[WORK TO DO] Report every line in the records below that contains the word "trace", copying each one in full.
---- GIVEN RECORDS
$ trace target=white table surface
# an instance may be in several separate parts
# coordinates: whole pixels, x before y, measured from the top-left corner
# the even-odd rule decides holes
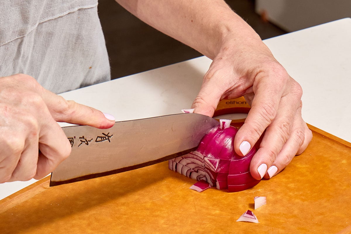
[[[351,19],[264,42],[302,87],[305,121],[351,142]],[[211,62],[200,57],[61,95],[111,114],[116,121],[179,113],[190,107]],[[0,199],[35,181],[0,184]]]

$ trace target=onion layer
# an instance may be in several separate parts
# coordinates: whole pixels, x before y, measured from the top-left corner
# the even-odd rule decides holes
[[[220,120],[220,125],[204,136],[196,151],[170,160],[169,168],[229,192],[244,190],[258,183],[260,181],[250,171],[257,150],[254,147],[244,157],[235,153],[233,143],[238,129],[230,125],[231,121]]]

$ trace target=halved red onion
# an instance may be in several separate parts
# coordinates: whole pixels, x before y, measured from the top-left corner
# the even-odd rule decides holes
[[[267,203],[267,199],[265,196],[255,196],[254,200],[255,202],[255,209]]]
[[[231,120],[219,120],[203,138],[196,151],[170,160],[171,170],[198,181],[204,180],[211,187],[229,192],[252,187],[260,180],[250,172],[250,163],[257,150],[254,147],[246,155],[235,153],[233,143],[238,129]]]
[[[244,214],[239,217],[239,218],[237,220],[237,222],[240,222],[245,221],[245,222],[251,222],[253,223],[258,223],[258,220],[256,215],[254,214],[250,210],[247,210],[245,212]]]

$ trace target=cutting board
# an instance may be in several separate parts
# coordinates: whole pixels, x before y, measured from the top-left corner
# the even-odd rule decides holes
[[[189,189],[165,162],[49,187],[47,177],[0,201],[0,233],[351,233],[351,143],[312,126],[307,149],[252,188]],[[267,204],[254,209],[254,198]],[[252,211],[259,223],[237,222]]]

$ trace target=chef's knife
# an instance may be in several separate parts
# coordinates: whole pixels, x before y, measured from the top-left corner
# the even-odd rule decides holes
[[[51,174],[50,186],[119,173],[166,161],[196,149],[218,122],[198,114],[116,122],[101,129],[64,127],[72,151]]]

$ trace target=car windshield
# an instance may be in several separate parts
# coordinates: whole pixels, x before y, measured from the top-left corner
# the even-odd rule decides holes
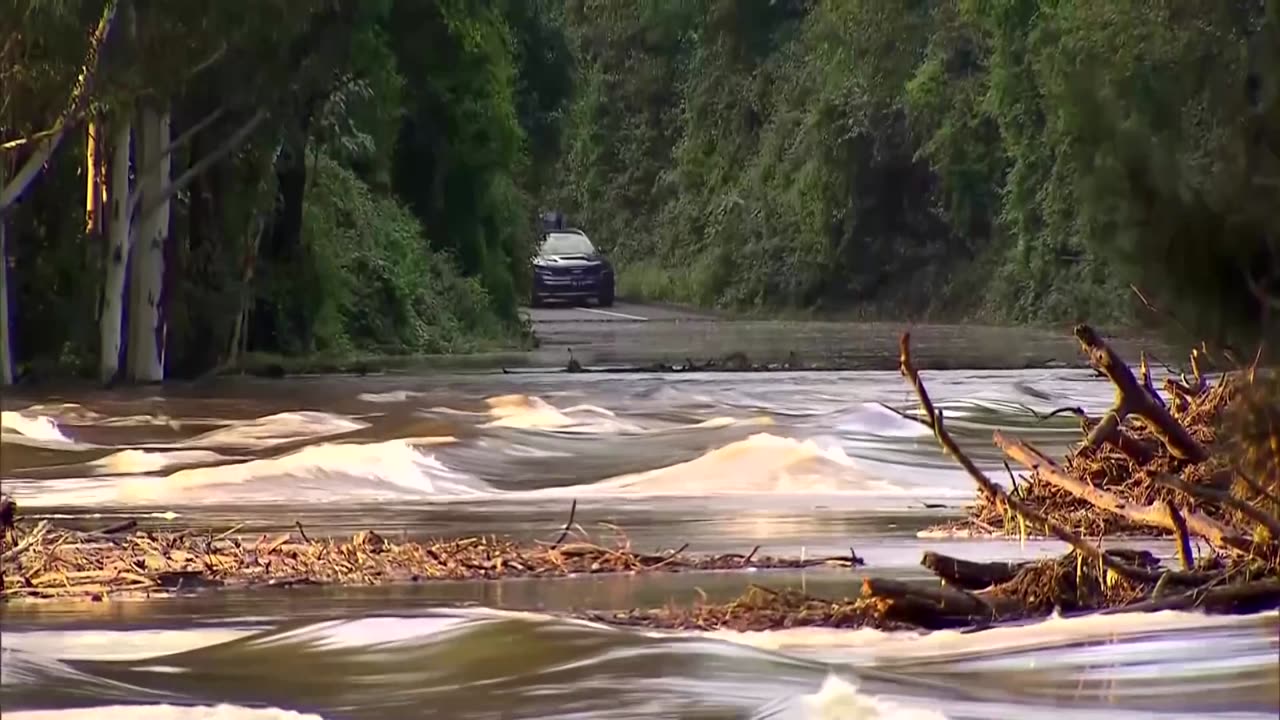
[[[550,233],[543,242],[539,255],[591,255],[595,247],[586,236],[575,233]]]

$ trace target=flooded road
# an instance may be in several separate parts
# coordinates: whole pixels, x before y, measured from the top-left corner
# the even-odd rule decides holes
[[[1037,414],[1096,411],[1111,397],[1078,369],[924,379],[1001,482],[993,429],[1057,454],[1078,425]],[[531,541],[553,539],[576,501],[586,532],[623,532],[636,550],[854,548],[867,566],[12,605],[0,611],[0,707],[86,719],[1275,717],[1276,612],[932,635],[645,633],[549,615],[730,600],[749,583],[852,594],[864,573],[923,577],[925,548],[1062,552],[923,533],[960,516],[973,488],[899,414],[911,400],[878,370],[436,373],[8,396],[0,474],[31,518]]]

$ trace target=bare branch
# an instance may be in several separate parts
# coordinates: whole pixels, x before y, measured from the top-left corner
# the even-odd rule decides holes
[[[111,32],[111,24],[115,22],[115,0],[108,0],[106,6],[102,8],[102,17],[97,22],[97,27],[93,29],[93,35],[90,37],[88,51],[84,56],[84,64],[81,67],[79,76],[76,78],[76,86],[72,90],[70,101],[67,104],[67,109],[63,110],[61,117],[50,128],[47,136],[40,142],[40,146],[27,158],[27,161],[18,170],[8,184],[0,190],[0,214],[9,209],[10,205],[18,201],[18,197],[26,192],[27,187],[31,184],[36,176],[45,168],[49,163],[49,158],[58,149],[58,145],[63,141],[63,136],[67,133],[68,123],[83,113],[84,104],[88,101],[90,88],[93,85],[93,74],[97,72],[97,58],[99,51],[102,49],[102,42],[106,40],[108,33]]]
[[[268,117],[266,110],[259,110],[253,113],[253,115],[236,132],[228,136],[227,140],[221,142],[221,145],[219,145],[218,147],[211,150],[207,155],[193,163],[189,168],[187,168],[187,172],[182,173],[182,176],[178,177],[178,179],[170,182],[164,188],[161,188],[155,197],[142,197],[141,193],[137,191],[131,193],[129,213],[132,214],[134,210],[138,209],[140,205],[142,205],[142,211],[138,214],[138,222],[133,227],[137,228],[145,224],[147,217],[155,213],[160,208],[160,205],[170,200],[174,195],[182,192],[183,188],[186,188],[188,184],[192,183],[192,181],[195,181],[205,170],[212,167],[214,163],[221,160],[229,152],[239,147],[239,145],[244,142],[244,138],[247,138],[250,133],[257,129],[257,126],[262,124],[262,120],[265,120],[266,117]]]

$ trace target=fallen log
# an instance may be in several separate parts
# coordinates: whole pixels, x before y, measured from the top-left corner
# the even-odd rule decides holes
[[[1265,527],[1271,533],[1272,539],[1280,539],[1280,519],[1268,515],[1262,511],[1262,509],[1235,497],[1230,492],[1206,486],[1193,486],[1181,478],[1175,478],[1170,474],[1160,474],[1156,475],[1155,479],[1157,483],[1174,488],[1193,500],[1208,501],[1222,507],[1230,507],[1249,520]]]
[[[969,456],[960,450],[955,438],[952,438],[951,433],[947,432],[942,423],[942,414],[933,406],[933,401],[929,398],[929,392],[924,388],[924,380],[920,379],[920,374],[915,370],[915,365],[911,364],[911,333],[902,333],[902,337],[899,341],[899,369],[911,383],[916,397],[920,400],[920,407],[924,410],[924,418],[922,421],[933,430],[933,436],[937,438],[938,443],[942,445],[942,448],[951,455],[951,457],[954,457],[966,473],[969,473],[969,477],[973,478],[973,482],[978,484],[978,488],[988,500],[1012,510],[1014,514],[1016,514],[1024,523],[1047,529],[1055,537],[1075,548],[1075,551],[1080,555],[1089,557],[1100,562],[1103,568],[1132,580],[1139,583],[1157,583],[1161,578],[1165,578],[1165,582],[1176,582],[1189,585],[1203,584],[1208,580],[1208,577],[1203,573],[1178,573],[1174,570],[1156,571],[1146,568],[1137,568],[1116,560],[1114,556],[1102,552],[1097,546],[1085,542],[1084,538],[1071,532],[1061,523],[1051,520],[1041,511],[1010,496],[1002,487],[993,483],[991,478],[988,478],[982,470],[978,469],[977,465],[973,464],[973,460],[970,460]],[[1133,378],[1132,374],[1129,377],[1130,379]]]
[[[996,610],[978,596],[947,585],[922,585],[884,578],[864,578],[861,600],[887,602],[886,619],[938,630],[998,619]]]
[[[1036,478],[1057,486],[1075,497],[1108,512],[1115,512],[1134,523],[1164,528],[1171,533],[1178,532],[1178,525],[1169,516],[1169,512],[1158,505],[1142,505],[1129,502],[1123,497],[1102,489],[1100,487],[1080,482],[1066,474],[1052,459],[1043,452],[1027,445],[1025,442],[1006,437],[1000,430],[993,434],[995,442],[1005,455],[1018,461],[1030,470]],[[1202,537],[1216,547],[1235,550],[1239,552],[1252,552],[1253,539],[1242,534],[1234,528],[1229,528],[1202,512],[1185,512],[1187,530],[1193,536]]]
--------
[ANSWER FOR THE TASK]
$ trace target=white table surface
$ trace target=onion layer
$ trace target=halved red onion
$ trace target=cutting board
$ trace target=chef's knife
$ trace target=car windshield
$ trace target=flooded road
$ trace target=bare branch
$ trace target=fallen log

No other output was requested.